§ **What is being asked**: Reproduce the abstract on the Snow Lake gold camp below in full, word for word.

§ **Reading text**:
_____
Abstract

The Snow Lake gold camp is located within amphibolite facies volcanic rocks of the ca. 1.88–1.87 Ga Flin Flon – Glennie Complex (FFGC) in the Trans-Hudson Orogen, Manitoba. During thrusting and collision with the Archean Sask craton, volcanic rocks were interleaved with turbidites of the ca. 1.855–1.84 Ga Burntwood Group and sandstone and conglomerate of the ca. 1.845–1.835 Ga Missi Group. The main cleavage in the turbidites was previously attributed to thrusting and used as a marker for correlating structures across the camp. A re-examination of this cleavage suggests that it overprints the thrust faults and formed during later collision between the FFGC and the Archean Superior craton. This has important implications as it further suggests that (1) previously unrecognized, early brittle thrust faults repeat volcanic stratigraphy and may have created the boundary conditions that enabled the formation of ductile thrust faults, fold nappes, and mega sheath folds; (2) shear sense indicators along ductile thrust faults formed during their reactivation as sinistral shear zones rather than during thrusting; and (3) peak metamorphic conditions were caused by thrusting and stacking during collision with the Sask craton but were attained later during collision with the Superior craton due to the time lag between orogenesis and the re-equilibration of regional isotherms. Results from this study may be applicable to other complexly deformed terranes where the dominant regional cleavage differs in expression in mixed volcanic and sedimentary successions and has been used as a marker for correlating structures.
_____
§ **Available data**:
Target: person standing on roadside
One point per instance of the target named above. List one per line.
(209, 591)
_____
§ **Response to the exercise**:
Abstract

The Snow Lake gold camp is located within amphibolite facies volcanic rocks of the ca. 1.88–1.87 Ga Flin Flon – Glennie Complex (FFGC) in the Trans-Hudson Orogen, Manitoba. During thrusting and collision with the Archean Sask craton, volcanic rocks were interleaved with turbidites of the ca. 1.855–1.84 Ga Burntwood Group and sandstone and conglomerate of the ca. 1.845–1.835 Ga Missi Group. The main cleavage in the turbidites was previously attributed to thrusting and used as a marker for correlating structures across the camp. A re-examination of this cleavage suggests that it overprints the thrust faults and formed during later collision between the FFGC and the Archean Superior craton. This has important implications as it further suggests that (1) previously unrecognized, early brittle thrust faults repeat volcanic stratigraphy and may have created the boundary conditions that enabled the formation of ductile thrust faults, fold nappes, and mega sheath folds; (2) shear sense indicators along ductile thrust faults formed during their reactivation as sinistral shear zones rather than during thrusting; and (3) peak metamorphic conditions were caused by thrusting and stacking during collision with the Sask craton but were attained later during collision with the Superior craton due to the time lag between orogenesis and the re-equilibration of regional isotherms. Results from this study may be applicable to other complexly deformed terranes where the dominant regional cleavage differs in expression in mixed volcanic and sedimentary successions and has been used as a marker for correlating structures.